**Stated goal A:** Translate this sentence from the text on ice loss and sea level rise into Spanish: "Through more coordinated planning and funding efforts, we can better serve these communities."
**Stated goal B:** Reproduce, word for word, the stretch of the text on ice loss and sea level rise that begins with the words containing "Our ability to" and ends with "serve these communities.".

**Extracted text:**
Earth’s ice sheets and glaciers are responding rapidly to climate change. In the years and decades ahead, sea level rise, driven in part by melting ice, will affect millions of people in U.S. coastal communities and hundreds of millions more around the world. The cost of adaptation to sea level change along U.S. coastlines alone is expected to exceed $1 trillion by 2100 [Neumann et al., 2015].
Our ability to accurately and actionably project ice loss and its contributions to sea level rise requires glaciological knowledge and research coordination, as well as effective knowledge dissemination to decisionmakers, that are still unrealized. Current ad hoc efforts to meet these needs are inadequate, delaying the benefits of scientific research for many communities already grappling with increased coastal flooding and other impacts [Wing et al., 2022]. Through more coordinated planning and funding efforts, we can better serve these communities.
In addition to improving sea level projections relevant for coastal mitigation and adaptation responses, expanding our knowledge of glacial processes (including those influencing mountain glaciers) improves our understanding of how climate change affects agriculture, hydropower, drinking water, fisheries, and ecosystems. For example, research has revealed that mountain glacier retreat along the North American West Coast opens new habitat for Pacific salmon, affecting billion-dollar-per-year fisheries [Pitman et al., 2021]. It has also shown that the worldwide annual net loss of 240 billion metric tons of ice from mountain glaciers is comparable to 30% of annual water withdrawals used for industry and 63% of water withdrawals for domestic uses [Huss et al., 2017].
A great deal of glaciological knowledge has come about from a boom in glaciological research during the 2000s, which drew many new researchers to the field. Many of them are asking urgent questions prompted by the discovery that Earth’s ice sheets respond to environmental forcing on much shorter timescales than previously thought.

**Dataset excerpts:**
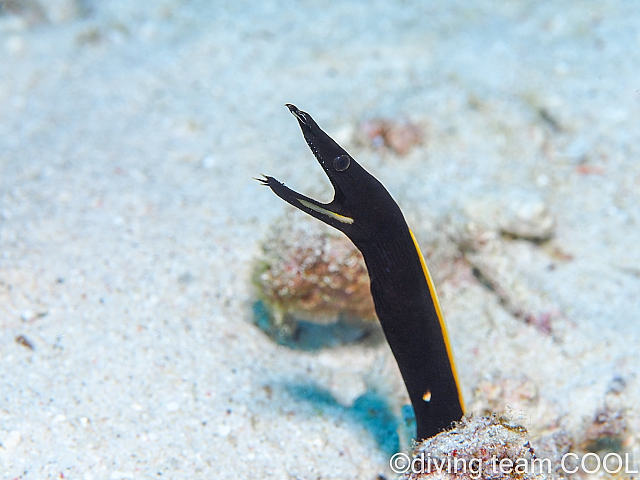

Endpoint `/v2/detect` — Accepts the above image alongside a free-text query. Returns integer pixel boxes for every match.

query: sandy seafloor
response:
[0,0,640,480]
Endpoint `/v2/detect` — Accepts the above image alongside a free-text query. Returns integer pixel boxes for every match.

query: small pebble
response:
[16,335,33,350]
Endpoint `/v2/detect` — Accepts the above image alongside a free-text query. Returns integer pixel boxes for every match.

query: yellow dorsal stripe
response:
[409,229,466,412]
[298,198,353,223]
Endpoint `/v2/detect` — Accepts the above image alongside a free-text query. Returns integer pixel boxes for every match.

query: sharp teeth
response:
[298,198,353,224]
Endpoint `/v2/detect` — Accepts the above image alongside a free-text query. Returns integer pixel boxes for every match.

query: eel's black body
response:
[261,105,464,439]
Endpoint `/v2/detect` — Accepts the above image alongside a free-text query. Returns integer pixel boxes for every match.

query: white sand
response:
[0,0,640,479]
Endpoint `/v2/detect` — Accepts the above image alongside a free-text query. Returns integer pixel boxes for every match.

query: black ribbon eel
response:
[260,104,464,439]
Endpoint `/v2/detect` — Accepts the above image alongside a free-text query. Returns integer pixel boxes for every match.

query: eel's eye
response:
[333,155,351,172]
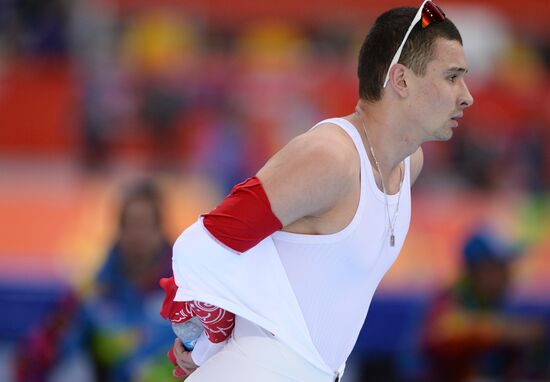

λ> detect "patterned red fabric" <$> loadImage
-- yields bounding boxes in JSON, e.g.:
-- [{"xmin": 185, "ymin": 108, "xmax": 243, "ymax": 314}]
[
  {"xmin": 160, "ymin": 277, "xmax": 235, "ymax": 343},
  {"xmin": 202, "ymin": 177, "xmax": 283, "ymax": 253}
]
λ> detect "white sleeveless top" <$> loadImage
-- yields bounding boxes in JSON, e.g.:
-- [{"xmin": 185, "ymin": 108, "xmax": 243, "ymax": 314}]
[
  {"xmin": 172, "ymin": 118, "xmax": 410, "ymax": 375},
  {"xmin": 272, "ymin": 118, "xmax": 411, "ymax": 370}
]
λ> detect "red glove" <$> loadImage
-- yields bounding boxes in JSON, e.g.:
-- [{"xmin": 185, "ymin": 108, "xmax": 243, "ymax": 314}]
[{"xmin": 160, "ymin": 277, "xmax": 235, "ymax": 375}]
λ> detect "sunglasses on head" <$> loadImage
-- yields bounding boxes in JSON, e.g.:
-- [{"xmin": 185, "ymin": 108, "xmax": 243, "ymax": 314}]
[{"xmin": 384, "ymin": 0, "xmax": 445, "ymax": 87}]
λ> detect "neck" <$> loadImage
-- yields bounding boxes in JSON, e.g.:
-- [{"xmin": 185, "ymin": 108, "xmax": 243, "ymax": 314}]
[{"xmin": 355, "ymin": 101, "xmax": 421, "ymax": 174}]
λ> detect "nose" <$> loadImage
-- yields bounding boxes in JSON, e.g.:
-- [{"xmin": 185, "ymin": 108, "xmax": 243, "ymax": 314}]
[{"xmin": 459, "ymin": 82, "xmax": 474, "ymax": 109}]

**Exercise result A:** Mediante esfuerzos de planificación y financiación más coordinados, podemos atender mejor a estas comunidades.

**Exercise result B:**
Our ability to accurately and actionably project ice loss and its contributions to sea level rise requires glaciological knowledge and research coordination, as well as effective knowledge dissemination to decisionmakers, that are still unrealized. Current ad hoc efforts to meet these needs are inadequate, delaying the benefits of scientific research for many communities already grappling with increased coastal flooding and other impacts [Wing et al., 2022]. Through more coordinated planning and funding efforts, we can better serve these communities.